I forgot to mention Lead of any battery has a chance of paying it's financial debt back.
Here's the example from earlier

Natch this wan too

1500 cycles to 80% rated capacity (LFP use 70% more often than not) 80% discharge...what...not 50%! 80%!
80% of 630Ah x 49v x 1500 cycles = 37MWh
€2663 / 37MWh = €0.07 per kWh
Utility power = 0.16 per kWh
Now you still gotta buy an inverter and a power source and switchgear and meters and control gear and pay installers so it's not gonna make ya rich.
Sure Li-ion says they can do 20 billion cycles but if you read any paper on the subject they did 20 test cycles and multiplied the answer by a billion. {usually, 300ish to be fair}....in a climate-controlled lab.
Another major (the biggest) factor why grid-tied lead batteries aren't popular is the same as transformerless inverters are taking over.
Manufacturers don't want to pay to ship the weight and installers don't want to lift them.
They say a TL inverter is more efficient....er well a TL inverter is 5% more efficient...but transformer inverters live an average 5 years longer...so er...anyone good at maths?
My SB1700 transformer GTI was £50....someone threw it out for "an upgrade".
I believe you can also use rainwater as an electrolyte. You can resistance check the purity.
Air con. naturally discharges distilled water too.
The topping up water must be purified. The water used to refill the batteries must have a conductance of not more than 30 μS/ cm.
--
▶ _Exercise task a_:
Edit the listing from the line containing "Could you please indicate the tall" through the end of the listing, changing "tall window" to "narrow window" and leaving everything else as it is.
The text and the listing that follows it come from unrelated sources.

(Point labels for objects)
--
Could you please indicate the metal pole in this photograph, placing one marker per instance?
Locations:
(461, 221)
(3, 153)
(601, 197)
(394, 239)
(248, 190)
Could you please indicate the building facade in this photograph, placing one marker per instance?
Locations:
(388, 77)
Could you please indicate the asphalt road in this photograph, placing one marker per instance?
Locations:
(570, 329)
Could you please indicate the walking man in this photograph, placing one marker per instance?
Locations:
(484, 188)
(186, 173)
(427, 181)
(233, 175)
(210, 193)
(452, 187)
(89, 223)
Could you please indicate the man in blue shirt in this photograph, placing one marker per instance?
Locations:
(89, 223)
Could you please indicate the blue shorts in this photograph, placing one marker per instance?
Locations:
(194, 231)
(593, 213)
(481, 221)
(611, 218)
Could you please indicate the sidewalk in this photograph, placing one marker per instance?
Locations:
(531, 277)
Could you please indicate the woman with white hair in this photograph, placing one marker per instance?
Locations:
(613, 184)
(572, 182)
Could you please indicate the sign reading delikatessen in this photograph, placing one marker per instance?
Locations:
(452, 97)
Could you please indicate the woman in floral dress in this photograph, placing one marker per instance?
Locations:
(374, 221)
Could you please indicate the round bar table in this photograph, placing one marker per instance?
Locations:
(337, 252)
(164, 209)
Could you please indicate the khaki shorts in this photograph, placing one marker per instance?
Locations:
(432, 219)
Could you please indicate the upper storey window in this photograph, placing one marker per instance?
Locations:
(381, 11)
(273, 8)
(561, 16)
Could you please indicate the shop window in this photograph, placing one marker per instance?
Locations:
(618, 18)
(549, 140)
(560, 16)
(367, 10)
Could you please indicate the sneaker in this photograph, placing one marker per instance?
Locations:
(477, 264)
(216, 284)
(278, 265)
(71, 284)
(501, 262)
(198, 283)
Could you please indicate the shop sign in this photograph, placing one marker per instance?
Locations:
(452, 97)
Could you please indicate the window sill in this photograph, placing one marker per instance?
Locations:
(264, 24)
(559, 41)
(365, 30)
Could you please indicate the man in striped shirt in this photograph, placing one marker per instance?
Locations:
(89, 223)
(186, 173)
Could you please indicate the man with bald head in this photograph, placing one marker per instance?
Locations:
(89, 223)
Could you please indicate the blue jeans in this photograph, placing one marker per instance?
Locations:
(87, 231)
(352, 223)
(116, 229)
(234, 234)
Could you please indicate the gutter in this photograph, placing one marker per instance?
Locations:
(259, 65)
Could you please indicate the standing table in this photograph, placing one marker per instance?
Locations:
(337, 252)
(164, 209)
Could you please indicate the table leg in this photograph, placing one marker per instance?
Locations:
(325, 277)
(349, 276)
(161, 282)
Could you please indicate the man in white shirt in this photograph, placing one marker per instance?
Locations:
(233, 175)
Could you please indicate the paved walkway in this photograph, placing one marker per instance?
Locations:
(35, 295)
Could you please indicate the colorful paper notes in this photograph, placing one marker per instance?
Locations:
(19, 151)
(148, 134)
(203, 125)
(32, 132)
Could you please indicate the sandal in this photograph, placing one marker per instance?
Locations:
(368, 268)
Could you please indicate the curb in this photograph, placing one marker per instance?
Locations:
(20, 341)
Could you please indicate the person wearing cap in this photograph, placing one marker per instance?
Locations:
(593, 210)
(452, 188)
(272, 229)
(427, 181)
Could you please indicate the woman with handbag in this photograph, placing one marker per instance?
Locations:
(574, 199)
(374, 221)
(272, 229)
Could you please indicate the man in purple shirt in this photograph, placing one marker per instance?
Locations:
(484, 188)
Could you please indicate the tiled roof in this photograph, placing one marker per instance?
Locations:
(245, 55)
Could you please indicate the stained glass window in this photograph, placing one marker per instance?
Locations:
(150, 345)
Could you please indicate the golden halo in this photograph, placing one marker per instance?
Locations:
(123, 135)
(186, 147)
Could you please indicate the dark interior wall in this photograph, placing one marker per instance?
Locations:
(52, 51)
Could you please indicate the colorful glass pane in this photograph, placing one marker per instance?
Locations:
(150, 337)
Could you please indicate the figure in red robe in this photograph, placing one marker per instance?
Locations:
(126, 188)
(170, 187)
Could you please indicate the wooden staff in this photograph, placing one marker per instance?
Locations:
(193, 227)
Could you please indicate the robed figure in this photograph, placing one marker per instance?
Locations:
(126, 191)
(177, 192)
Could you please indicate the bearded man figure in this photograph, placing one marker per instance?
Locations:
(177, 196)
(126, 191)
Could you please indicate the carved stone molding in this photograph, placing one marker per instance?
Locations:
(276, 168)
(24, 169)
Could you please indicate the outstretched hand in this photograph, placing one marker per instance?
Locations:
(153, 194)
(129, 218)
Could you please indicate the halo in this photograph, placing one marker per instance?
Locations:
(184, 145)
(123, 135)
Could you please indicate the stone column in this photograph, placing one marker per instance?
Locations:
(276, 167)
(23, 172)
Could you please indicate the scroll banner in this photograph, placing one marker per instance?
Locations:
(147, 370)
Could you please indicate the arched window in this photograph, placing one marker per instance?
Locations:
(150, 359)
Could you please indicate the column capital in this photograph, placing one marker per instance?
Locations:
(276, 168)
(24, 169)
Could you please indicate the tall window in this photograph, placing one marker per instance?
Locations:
--
▶ _Exercise task b_:
Render this sentence from the battery post in Spanish: "I believe you can also use rainwater as an electrolyte."

▶ _Written solution a_:
Could you please indicate the narrow window in this photograph, placing one marker per instance?
Locations:

▶ _Written solution b_:
Creo que también se puede usar agua de lluvia como electrolito.